Point placement records:
==========

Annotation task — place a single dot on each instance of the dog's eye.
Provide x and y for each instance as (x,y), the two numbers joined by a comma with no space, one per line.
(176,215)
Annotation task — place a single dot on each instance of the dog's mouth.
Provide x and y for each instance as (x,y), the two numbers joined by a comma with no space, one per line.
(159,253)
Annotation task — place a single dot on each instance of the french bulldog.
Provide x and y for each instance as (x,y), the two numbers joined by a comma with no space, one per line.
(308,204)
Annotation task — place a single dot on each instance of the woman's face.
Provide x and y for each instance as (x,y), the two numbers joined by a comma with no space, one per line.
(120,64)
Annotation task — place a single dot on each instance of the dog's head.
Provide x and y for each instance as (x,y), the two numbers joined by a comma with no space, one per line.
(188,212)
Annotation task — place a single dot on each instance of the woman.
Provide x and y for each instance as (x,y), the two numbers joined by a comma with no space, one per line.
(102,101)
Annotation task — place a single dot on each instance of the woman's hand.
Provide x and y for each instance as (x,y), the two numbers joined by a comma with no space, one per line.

==========

Copy every line of the material above word for word.

Annotation task — place a single dot on each instance of the dog's eye.
Provide x and y for each instance as (x,y), the two numbers joined by a comma with no space, one per line.
(176,215)
Annotation task — place a single dot on each instance of the dog's mouth.
Provide x and y for each instance as (x,y), the two numbers joined by a comma with no space, one per line.
(159,253)
Annotation task — place a single dot on each instance of the french bulldog.
Provide x and y for each instance as (x,y), the two numbers joined by a comma with no space, one per line.
(308,204)
Annotation task — place a single dot on each instance of the woman's face.
Provide x and y for each instance as (x,y), the two numbers joined by a comma with no space, one per line.
(120,64)
Annotation task — place a single dot on each instance of the dog's head.
Provide x and y for each instance as (x,y), the two numbers joined by a comma with no space, one per line.
(188,212)
Annotation task — place a single dot on each instance of the woman.
Provide x and y for each instance as (x,y), the two numbers joined by a comma with no space, one per line.
(102,101)
Annotation task — place a single dot on each instance of the woman's hand.
Provide x and y for each instance as (x,y), the two numbers joined by a comma with no space, one per line.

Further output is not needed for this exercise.